[[ Entries shown open ]]
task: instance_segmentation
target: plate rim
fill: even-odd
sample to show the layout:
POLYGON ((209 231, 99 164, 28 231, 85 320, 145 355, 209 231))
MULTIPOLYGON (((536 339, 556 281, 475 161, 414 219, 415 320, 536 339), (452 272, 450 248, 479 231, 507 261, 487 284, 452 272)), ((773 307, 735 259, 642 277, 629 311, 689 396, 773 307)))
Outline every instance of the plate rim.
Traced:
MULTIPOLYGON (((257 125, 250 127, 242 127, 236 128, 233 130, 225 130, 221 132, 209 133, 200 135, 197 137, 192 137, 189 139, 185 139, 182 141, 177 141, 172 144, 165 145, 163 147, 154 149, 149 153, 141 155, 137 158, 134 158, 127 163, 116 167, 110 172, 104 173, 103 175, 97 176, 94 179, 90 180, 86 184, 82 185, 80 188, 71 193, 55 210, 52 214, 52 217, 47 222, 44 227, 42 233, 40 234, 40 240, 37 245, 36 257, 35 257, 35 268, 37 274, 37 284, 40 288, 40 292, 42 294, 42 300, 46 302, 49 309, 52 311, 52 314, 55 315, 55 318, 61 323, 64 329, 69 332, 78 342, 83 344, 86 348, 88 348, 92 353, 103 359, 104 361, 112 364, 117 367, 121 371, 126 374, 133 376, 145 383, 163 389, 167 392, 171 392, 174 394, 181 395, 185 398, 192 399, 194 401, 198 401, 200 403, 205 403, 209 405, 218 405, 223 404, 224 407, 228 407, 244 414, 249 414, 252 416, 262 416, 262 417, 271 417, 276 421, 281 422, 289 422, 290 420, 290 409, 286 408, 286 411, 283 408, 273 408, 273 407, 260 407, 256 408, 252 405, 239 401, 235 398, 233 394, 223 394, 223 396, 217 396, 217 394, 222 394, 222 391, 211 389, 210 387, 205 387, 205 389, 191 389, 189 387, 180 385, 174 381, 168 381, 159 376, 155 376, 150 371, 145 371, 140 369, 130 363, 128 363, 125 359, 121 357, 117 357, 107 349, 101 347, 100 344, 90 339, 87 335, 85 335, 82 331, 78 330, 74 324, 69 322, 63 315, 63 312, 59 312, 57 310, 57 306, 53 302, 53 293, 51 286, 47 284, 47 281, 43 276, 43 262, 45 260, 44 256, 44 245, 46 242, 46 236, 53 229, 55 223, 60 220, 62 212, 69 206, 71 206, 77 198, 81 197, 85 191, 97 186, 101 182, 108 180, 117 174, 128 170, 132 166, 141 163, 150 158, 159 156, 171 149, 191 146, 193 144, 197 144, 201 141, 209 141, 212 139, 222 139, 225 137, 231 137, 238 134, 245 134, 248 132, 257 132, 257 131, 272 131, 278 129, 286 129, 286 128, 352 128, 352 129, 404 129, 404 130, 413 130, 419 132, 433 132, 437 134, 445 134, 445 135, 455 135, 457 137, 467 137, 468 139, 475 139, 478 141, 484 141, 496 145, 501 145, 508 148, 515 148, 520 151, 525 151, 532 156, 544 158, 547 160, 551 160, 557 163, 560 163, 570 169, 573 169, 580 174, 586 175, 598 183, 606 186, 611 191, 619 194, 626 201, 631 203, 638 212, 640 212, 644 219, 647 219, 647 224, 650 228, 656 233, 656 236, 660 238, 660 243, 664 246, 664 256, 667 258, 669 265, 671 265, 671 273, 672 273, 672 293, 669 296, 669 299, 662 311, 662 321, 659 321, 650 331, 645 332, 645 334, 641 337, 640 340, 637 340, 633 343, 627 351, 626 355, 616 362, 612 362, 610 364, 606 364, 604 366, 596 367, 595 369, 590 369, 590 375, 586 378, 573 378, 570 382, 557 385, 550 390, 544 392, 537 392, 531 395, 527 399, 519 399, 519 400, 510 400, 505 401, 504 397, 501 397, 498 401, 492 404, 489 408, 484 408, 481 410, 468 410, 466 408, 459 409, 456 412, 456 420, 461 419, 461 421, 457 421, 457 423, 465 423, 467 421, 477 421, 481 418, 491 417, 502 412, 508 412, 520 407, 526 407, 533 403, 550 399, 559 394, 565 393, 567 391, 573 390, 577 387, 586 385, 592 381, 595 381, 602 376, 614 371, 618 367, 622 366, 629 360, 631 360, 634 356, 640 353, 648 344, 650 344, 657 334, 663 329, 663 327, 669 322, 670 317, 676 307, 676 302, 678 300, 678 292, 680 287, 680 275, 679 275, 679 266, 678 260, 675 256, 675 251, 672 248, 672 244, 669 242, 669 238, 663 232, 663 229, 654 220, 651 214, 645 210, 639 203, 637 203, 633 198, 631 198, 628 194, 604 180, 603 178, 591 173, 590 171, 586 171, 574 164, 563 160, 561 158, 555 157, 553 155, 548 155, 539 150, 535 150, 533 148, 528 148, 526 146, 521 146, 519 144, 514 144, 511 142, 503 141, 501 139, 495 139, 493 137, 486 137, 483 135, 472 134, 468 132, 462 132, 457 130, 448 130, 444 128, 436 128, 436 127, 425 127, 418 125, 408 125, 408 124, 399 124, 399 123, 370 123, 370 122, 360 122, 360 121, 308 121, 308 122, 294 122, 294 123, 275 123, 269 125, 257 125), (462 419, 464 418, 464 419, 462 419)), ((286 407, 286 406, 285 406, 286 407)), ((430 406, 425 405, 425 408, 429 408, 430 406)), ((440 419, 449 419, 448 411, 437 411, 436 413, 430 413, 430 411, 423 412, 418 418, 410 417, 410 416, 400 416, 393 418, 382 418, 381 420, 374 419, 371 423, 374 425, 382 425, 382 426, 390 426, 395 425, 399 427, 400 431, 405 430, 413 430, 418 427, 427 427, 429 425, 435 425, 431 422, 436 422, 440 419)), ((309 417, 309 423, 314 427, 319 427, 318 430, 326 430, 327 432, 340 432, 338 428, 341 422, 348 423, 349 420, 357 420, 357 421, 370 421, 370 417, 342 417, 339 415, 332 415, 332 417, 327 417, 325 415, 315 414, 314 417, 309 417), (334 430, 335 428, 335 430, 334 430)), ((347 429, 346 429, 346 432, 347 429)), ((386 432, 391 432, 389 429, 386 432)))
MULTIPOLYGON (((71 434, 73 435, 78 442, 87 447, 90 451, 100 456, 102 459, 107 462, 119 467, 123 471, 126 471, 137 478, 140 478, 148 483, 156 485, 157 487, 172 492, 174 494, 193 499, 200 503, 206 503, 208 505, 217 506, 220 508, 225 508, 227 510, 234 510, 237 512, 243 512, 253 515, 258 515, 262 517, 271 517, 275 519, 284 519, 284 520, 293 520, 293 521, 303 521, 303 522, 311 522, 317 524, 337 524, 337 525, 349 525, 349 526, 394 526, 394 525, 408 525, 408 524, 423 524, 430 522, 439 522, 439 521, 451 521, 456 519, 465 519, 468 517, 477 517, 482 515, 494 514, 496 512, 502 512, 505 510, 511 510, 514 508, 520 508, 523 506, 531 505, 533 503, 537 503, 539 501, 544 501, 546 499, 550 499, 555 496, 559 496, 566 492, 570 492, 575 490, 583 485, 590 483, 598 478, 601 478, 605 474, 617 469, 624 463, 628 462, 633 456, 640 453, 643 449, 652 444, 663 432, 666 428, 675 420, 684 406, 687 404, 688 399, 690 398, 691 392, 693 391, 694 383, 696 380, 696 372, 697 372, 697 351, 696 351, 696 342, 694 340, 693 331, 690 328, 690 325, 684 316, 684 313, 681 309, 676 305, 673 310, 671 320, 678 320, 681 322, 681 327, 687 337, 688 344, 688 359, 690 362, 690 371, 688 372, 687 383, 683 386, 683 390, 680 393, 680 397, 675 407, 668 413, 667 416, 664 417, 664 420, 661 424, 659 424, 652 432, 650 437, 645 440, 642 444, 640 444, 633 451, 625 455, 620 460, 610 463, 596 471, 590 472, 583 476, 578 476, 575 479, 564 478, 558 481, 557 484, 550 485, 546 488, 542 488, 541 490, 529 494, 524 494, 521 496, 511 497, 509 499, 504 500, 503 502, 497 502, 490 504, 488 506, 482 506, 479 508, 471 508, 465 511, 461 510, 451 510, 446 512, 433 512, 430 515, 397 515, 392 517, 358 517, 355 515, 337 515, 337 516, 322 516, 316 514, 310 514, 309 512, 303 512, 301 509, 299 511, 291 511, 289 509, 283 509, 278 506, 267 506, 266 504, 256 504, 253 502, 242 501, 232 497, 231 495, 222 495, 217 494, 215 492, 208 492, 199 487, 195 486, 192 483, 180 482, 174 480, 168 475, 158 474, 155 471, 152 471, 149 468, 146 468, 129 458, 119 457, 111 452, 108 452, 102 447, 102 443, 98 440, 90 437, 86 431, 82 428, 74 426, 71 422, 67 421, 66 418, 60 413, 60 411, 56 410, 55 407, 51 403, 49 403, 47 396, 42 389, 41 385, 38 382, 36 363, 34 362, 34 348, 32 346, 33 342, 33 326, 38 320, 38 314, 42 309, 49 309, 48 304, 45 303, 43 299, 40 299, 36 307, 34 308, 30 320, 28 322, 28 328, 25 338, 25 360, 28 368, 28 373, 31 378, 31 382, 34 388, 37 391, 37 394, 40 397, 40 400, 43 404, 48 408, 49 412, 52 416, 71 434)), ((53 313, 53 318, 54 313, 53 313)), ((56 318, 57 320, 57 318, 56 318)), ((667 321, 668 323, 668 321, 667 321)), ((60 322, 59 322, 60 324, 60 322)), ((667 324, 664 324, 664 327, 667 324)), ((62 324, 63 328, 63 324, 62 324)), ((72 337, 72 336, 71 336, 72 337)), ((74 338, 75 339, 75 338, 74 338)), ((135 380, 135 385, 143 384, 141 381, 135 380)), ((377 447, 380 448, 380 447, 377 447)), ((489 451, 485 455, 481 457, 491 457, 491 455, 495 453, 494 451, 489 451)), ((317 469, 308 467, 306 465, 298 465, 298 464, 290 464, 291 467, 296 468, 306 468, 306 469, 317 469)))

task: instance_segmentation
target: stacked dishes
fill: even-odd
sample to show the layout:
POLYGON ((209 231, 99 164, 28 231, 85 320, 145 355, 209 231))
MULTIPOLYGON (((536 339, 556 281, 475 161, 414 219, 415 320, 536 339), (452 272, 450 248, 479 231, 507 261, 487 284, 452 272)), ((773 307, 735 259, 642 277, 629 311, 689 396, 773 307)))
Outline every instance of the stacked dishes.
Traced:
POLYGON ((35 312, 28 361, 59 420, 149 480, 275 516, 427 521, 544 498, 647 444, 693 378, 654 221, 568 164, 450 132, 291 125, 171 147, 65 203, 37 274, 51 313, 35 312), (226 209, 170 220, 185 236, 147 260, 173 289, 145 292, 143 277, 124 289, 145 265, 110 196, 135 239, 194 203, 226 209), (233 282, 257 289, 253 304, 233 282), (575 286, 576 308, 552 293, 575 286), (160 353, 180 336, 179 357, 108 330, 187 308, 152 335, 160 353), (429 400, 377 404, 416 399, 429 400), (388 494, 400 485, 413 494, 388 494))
[[ Entries shown closed ]]
Your task: Going through the records above line by line, count those that hold the word "dishes", and answer with the number only.

Task output: 2